=== What the exercise asks ===
Transcribe the entries that follow, word for word.

[BEGIN Recorded information]

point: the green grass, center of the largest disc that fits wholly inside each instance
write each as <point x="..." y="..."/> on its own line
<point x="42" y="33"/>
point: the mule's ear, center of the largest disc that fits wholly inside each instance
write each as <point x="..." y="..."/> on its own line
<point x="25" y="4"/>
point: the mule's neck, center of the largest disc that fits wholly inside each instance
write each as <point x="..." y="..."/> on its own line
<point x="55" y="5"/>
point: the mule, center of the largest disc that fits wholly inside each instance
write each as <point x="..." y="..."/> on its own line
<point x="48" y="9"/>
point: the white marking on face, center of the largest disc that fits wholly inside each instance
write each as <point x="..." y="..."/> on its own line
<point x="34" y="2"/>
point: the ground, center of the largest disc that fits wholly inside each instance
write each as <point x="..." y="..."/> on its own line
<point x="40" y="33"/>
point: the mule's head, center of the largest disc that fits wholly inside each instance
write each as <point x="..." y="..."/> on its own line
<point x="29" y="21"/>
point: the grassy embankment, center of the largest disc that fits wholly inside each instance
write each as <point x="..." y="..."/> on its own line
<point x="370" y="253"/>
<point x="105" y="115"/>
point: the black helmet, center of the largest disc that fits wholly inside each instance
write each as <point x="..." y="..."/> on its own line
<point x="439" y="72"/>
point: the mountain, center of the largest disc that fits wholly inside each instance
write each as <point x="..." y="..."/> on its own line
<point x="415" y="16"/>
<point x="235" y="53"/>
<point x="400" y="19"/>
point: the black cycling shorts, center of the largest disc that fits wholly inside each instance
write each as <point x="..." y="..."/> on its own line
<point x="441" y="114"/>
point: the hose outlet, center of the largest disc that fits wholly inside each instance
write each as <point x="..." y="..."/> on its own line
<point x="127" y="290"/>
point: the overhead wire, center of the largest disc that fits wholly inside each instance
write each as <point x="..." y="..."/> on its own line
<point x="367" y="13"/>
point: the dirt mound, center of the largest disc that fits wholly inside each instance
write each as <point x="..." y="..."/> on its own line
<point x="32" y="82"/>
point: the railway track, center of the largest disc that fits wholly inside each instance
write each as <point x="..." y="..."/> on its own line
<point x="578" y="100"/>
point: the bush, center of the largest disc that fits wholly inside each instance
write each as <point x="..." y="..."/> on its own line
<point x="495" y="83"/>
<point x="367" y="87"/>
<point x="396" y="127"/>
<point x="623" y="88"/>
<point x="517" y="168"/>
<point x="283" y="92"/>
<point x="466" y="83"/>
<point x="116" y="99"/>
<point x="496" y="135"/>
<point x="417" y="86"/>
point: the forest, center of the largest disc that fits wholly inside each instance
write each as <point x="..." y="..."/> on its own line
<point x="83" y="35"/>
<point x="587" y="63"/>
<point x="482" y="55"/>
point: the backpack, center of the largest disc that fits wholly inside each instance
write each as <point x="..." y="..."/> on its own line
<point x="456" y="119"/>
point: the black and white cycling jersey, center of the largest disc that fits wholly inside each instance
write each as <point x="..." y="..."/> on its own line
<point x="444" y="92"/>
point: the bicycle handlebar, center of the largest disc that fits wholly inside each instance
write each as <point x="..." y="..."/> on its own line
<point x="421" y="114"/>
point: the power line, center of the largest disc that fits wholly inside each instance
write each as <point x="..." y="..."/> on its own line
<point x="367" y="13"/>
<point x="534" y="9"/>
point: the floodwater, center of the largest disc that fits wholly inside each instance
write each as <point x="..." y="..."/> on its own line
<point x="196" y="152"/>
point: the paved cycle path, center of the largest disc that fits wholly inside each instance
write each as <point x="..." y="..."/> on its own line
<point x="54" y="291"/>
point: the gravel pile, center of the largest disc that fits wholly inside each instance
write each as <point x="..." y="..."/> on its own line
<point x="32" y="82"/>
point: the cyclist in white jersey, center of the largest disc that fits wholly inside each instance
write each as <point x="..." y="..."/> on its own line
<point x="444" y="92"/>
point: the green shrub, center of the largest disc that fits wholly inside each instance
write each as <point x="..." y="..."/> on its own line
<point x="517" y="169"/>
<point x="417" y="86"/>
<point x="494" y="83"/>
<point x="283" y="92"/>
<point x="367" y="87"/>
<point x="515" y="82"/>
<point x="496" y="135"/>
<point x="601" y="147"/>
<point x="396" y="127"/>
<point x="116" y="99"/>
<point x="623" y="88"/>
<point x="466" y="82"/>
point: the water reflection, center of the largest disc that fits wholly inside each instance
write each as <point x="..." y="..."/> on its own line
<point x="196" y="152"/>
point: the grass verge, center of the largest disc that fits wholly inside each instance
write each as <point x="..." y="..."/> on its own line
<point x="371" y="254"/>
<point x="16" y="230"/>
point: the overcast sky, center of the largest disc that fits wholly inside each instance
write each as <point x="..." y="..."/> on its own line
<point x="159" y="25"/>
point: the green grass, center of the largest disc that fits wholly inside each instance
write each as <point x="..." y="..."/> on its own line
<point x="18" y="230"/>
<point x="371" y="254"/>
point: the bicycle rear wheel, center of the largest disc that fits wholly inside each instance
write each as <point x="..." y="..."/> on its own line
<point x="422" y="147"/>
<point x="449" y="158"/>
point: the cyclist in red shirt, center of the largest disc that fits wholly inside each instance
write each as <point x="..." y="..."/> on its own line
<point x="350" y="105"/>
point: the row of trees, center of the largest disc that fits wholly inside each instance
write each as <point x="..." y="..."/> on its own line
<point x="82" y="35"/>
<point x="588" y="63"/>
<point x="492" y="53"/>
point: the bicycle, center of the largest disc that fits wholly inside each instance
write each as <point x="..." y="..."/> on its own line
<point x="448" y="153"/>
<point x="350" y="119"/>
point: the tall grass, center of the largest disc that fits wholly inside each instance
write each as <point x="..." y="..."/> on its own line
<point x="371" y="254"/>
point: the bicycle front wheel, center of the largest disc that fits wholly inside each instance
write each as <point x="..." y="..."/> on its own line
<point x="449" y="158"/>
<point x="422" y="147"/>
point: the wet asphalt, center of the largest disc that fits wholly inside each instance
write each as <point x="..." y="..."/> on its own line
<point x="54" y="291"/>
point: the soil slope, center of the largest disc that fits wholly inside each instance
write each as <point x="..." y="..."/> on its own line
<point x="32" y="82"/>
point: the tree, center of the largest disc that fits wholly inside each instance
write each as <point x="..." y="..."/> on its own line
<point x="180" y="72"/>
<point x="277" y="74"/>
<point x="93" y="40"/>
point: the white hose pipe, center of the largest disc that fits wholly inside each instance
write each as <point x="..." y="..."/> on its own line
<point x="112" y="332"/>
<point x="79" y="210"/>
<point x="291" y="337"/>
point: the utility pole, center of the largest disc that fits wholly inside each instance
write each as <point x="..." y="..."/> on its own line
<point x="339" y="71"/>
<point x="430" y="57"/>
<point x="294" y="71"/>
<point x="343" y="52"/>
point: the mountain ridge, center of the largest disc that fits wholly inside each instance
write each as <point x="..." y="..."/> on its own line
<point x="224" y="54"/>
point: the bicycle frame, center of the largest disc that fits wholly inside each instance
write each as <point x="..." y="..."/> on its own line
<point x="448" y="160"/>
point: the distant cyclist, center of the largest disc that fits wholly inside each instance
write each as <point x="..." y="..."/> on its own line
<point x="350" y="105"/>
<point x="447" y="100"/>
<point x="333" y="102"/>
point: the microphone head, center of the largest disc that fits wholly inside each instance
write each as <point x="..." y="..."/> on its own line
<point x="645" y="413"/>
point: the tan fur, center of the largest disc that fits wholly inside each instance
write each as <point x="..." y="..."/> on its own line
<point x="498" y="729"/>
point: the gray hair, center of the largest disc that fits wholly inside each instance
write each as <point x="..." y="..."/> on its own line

[END Recorded information]

=== Output ===
point: the green grass, center of the largest disc that fits wholly inside each instance
write each as <point x="..." y="..."/> on its own line
<point x="42" y="33"/>
point: the mule's ear, center of the largest disc that fits wholly inside each instance
write each as <point x="..." y="..."/> on its own line
<point x="25" y="4"/>
point: the mule's neck, center of the largest disc that fits wholly inside each instance
write each as <point x="..." y="..."/> on its own line
<point x="55" y="5"/>
point: the mule, center of the largest disc that fits wholly inside each instance
write each as <point x="..." y="..."/> on its own line
<point x="48" y="9"/>
point: the white marking on face, center of the largest disc that fits wholly inside each instance
write each as <point x="..." y="..."/> on its own line
<point x="34" y="2"/>
point: the ground, center of the largest disc that fits wholly inside each instance
write each as <point x="..." y="..."/> on its own line
<point x="40" y="33"/>
point: the mule's head, center of the largest disc that fits wholly inside each instance
write each as <point x="..." y="..."/> on its own line
<point x="29" y="21"/>
point: the grassy embankment, center of the largest disc that fits wholly inside each instance
write each as <point x="..." y="..."/> on its own line
<point x="370" y="253"/>
<point x="105" y="115"/>
point: the black helmet, center of the largest disc that fits wholly inside each instance
write each as <point x="..." y="..."/> on its own line
<point x="439" y="72"/>
point: the mountain, center of the largest disc that fits wholly inside each instance
write each as <point x="..." y="..."/> on its own line
<point x="415" y="16"/>
<point x="235" y="53"/>
<point x="400" y="19"/>
point: the black cycling shorts, center of the largest disc that fits wholly inside each instance
write each as <point x="..." y="..."/> on its own line
<point x="441" y="114"/>
point: the hose outlet, center of the largest disc that fits wholly inside each instance
write each as <point x="..." y="..."/> on its own line
<point x="127" y="290"/>
point: the overhead wire, center of the largest disc that fits wholly inside each instance
write each as <point x="..." y="..."/> on its own line
<point x="367" y="13"/>
point: the dirt mound, center of the largest disc that fits wholly inside each instance
write each as <point x="..." y="..."/> on its own line
<point x="32" y="82"/>
point: the railway track, center of the largest disc that fits wholly inside each instance
write each as <point x="..." y="..."/> on its own line
<point x="578" y="100"/>
point: the bush, center of the largest disc that fits wholly inside each instance
write each as <point x="..." y="..."/> on its own line
<point x="495" y="83"/>
<point x="367" y="87"/>
<point x="396" y="127"/>
<point x="623" y="88"/>
<point x="517" y="168"/>
<point x="283" y="92"/>
<point x="466" y="83"/>
<point x="116" y="99"/>
<point x="496" y="135"/>
<point x="417" y="86"/>
point: the forest, center of the largest disc that fits wholly inside each instance
write each as <point x="..." y="..."/> on its own line
<point x="83" y="35"/>
<point x="587" y="63"/>
<point x="482" y="55"/>
point: the backpack, center of the largest disc that fits wholly inside each instance
write each as <point x="..." y="..."/> on its own line
<point x="456" y="119"/>
point: the black and white cycling jersey, center of the largest disc that fits wholly inside each instance
write each as <point x="..." y="..."/> on its own line
<point x="444" y="92"/>
point: the bicycle handlebar, center of the largest disc that fits wholly inside each instance
write each as <point x="..." y="..."/> on its own line
<point x="421" y="114"/>
point: the power line, center of the largest disc that fits wholly inside each instance
write each as <point x="..." y="..."/> on its own line
<point x="367" y="13"/>
<point x="534" y="9"/>
point: the floodwater, center of the largest disc that fits wholly inside each instance
write each as <point x="..." y="..."/> on its own line
<point x="196" y="152"/>
point: the paved cycle path, center of the largest disc that fits wholly inside each instance
write each as <point x="..." y="..."/> on its own line
<point x="54" y="291"/>
point: the gravel pile, center of the largest disc that fits wholly inside each instance
write each as <point x="..." y="..."/> on its own line
<point x="32" y="82"/>
point: the cyclist in white jersey, center of the largest disc that fits wholly inside each instance
write each as <point x="..." y="..."/> on its own line
<point x="444" y="92"/>
point: the green shrub, center of the largest disc that fits wholly inside each instance
write each as <point x="..." y="..."/> on its own line
<point x="517" y="169"/>
<point x="417" y="86"/>
<point x="494" y="83"/>
<point x="283" y="92"/>
<point x="367" y="87"/>
<point x="515" y="82"/>
<point x="496" y="135"/>
<point x="601" y="147"/>
<point x="396" y="127"/>
<point x="116" y="99"/>
<point x="623" y="88"/>
<point x="466" y="82"/>
point: the water reflection, center of the largest disc that fits wholly inside each instance
write each as <point x="..." y="..."/> on its own line
<point x="196" y="152"/>
point: the grass verge, center of the largest disc that fits wholly inside each instance
write each as <point x="..." y="..."/> on its own line
<point x="371" y="254"/>
<point x="16" y="230"/>
point: the overcast sky, center of the largest disc that fits wholly inside each instance
write each as <point x="..." y="..."/> on its own line
<point x="159" y="25"/>
point: the green grass, center of the largest disc that fits wholly inside each instance
write each as <point x="..." y="..."/> on its own line
<point x="18" y="230"/>
<point x="371" y="254"/>
point: the bicycle rear wheel, center of the largest disc that fits wholly inside each instance
write each as <point x="..." y="..."/> on its own line
<point x="422" y="147"/>
<point x="449" y="158"/>
point: the cyclist in red shirt, center of the largest disc that fits wholly inside each instance
write each as <point x="..." y="..."/> on its own line
<point x="350" y="105"/>
point: the row of trees, center of the largest disc that fits wholly inside each instance
write each as <point x="..." y="..."/> on its own line
<point x="82" y="35"/>
<point x="588" y="63"/>
<point x="492" y="53"/>
point: the bicycle, center of the largest disc that fits wholly inside each instance
write each as <point x="..." y="..."/> on its own line
<point x="448" y="153"/>
<point x="350" y="119"/>
point: the tall grass, center of the largest disc that fits wholly inside each instance
write each as <point x="..." y="..."/> on its own line
<point x="371" y="254"/>
point: the bicycle front wheel, center of the largest disc that fits wholly inside each instance
write each as <point x="..." y="..."/> on its own line
<point x="449" y="158"/>
<point x="422" y="147"/>
point: the wet asphalt, center of the largest disc that fits wholly inside each instance
write each as <point x="..." y="..."/> on its own line
<point x="54" y="291"/>
point: the soil slope, center of the largest disc that fits wholly inside each instance
write each as <point x="..." y="..."/> on its own line
<point x="32" y="82"/>
point: the tree, center of the largest disc that fits wholly inside each instance
write each as <point x="..." y="..."/> on its own line
<point x="180" y="72"/>
<point x="277" y="74"/>
<point x="93" y="40"/>
point: the white hose pipe, center of the largest disc that fits wholly inside each instance
write each as <point x="..." y="..."/> on its own line
<point x="112" y="332"/>
<point x="79" y="210"/>
<point x="291" y="337"/>
point: the utility pole, center of the largest disc that fits wholly inside each instance
write each as <point x="..." y="..."/> on its own line
<point x="339" y="71"/>
<point x="430" y="57"/>
<point x="294" y="71"/>
<point x="343" y="52"/>
point: the mountain ridge, center of the largest disc that fits wholly inside each instance
write each as <point x="..." y="..."/> on its own line
<point x="224" y="54"/>
point: the bicycle frame, center of the largest disc that fits wholly inside each instance
write each as <point x="..." y="..."/> on its own line
<point x="448" y="160"/>
point: the distant cyclist, center of the largest disc that fits wholly inside each instance
write each as <point x="..." y="..."/> on its own line
<point x="350" y="105"/>
<point x="447" y="100"/>
<point x="333" y="102"/>
point: the microphone head, center of the largest disc that fits wholly inside each instance
write each as <point x="..." y="..."/> on its own line
<point x="645" y="413"/>
point: the tan fur, center of the largest disc that fits wholly inside each instance
write each as <point x="..." y="..."/> on its own line
<point x="498" y="729"/>
point: the gray hair, center of the largest disc that fits wholly inside each instance
write each as <point x="..." y="..."/> on its own line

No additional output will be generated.